◆ Data for processing:

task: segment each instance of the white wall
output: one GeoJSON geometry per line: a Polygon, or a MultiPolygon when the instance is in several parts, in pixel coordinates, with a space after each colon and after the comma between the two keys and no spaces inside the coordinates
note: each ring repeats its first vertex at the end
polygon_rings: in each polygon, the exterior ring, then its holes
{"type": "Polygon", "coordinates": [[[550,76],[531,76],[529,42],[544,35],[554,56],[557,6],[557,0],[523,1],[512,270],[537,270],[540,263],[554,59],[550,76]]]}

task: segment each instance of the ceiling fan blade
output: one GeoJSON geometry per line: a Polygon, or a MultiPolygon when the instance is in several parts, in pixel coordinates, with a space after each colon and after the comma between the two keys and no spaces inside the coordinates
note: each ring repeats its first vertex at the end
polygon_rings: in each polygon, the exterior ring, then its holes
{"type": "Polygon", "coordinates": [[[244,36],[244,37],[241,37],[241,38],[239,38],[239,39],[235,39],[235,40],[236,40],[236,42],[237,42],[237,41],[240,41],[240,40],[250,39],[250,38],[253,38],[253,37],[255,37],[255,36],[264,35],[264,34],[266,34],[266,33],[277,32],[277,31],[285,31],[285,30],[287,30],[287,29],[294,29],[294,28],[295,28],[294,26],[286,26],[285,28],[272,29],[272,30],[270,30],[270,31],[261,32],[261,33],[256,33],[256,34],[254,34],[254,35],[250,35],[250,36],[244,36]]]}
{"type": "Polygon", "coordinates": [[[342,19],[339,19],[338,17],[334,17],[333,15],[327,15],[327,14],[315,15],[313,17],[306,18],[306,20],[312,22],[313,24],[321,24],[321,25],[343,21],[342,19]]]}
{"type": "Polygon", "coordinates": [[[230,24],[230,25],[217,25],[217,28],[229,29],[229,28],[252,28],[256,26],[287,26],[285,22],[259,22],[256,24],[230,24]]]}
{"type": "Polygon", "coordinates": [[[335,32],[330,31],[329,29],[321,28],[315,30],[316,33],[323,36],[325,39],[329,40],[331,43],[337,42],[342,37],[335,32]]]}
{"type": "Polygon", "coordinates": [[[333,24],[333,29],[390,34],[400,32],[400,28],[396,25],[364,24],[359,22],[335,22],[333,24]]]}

◆ What to produce: Find the lines above that contain the word "instance" and copy each one.

◆ Written answer:
task: segment each instance of the white wall
output: one GeoJSON geometry per line: a Polygon, or a MultiPolygon when the instance is in several parts, in pixel coordinates, with a space after each colon and after the comma between the two keys and no spaces inside the coordinates
task: segment each instance of the ceiling fan blade
output: one GeoJSON geometry per line: a Polygon, or a MultiPolygon when the instance is in several parts, in pixel coordinates, with a space after each colon and after the comma between the two keys and no spaces inside the coordinates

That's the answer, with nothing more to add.